*WHAT THE EXERCISE ASKS*. Can you repeat each of the rows below, character for character, with nothing added or changed?

BEGIN

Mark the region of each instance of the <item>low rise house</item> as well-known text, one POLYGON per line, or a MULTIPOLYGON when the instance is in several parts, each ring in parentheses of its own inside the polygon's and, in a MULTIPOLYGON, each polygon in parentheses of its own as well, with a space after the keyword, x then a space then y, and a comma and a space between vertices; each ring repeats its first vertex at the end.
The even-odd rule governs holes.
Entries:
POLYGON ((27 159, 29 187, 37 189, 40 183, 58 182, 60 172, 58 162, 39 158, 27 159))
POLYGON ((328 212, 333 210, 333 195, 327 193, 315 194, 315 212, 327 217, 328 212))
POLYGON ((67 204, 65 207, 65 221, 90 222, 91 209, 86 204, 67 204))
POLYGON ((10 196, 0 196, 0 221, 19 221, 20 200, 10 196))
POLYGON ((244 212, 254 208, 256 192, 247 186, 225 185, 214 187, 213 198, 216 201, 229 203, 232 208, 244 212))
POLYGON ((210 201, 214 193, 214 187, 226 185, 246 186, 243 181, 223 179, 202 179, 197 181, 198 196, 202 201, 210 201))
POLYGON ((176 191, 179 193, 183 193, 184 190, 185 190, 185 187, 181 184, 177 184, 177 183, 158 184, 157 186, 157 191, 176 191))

END

*REPLY TO THE TASK*.
Mark the region of each instance of the <item>low rise house</item> as well-known text, one POLYGON per line, or a MULTIPOLYGON when the instance is in several parts, each ring in parentheses of its own inside the polygon's and, in a MULTIPOLYGON, each polygon in parentheses of its own as well, with a space after the keyword, x then a space then y, and a comma and a space between vertices; each ring repeats its first vertex at the end.
The even-odd rule governs holes.
Entries:
POLYGON ((27 159, 29 187, 37 189, 40 183, 58 182, 60 172, 58 162, 39 158, 27 159))
POLYGON ((328 212, 333 210, 333 195, 327 193, 315 194, 315 212, 327 217, 328 212))
POLYGON ((67 204, 65 207, 65 221, 90 222, 91 209, 86 204, 67 204))
POLYGON ((10 196, 0 196, 0 221, 19 221, 20 200, 10 196))
POLYGON ((244 212, 254 208, 256 192, 247 186, 225 185, 214 187, 213 198, 216 201, 229 203, 232 208, 244 212))
POLYGON ((210 201, 214 193, 214 187, 226 185, 246 186, 243 181, 223 179, 202 179, 197 181, 198 196, 202 201, 210 201))
POLYGON ((176 191, 179 193, 183 193, 184 190, 185 190, 185 187, 181 184, 177 184, 177 183, 158 184, 157 186, 157 191, 176 191))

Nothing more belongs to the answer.